[Record excerpts]

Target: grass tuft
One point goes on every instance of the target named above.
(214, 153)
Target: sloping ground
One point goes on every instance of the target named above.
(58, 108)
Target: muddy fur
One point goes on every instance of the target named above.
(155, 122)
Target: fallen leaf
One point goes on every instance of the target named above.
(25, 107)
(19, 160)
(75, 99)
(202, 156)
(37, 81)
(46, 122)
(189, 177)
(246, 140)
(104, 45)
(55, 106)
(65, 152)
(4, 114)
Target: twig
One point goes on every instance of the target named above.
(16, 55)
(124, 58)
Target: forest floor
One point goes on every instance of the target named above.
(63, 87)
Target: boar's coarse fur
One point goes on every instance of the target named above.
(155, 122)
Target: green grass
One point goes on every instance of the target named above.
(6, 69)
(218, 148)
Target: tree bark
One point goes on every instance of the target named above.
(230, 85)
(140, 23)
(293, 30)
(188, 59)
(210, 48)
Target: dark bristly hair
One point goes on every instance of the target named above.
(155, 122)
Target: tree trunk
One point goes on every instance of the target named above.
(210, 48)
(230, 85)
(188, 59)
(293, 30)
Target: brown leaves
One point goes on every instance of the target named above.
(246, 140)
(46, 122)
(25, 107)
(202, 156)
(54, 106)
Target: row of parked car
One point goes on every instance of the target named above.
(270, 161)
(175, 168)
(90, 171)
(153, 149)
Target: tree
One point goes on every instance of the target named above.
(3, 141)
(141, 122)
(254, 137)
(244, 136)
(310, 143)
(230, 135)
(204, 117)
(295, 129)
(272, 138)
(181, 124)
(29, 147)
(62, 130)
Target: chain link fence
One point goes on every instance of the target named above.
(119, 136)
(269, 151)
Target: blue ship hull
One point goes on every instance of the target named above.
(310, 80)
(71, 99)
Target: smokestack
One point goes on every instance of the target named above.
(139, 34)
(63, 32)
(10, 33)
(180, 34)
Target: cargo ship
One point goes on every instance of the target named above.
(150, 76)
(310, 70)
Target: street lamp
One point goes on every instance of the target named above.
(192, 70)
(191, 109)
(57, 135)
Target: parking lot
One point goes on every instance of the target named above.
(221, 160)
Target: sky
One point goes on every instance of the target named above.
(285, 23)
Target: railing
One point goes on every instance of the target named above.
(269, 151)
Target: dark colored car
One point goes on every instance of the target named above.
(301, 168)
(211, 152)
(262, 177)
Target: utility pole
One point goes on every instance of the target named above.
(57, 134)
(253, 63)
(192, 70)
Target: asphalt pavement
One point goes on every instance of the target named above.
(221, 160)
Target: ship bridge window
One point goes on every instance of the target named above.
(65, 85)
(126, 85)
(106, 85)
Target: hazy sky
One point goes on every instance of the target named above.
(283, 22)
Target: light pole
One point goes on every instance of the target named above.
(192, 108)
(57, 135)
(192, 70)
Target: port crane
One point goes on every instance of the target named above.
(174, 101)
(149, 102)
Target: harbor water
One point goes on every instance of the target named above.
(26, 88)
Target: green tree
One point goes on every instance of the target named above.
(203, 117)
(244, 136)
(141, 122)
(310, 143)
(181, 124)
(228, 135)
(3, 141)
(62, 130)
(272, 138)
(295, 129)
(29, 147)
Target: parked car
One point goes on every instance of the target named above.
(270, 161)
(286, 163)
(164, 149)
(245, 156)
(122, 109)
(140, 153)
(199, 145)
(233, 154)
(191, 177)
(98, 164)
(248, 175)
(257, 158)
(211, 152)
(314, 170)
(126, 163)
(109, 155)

[/Record excerpts]

What is expected> Return, word for word, every line from the top of the entries down to the line that holds "Target: fallen leaf", both included.

Output of the task>
Target: grass tuft
One point goes on every instance of the target named above.
(214, 153)
Target: sloping ground
One point goes on every instance of the target named above.
(58, 108)
Target: muddy fur
One point goes on every instance of the target named above.
(155, 122)
Target: fallen leaf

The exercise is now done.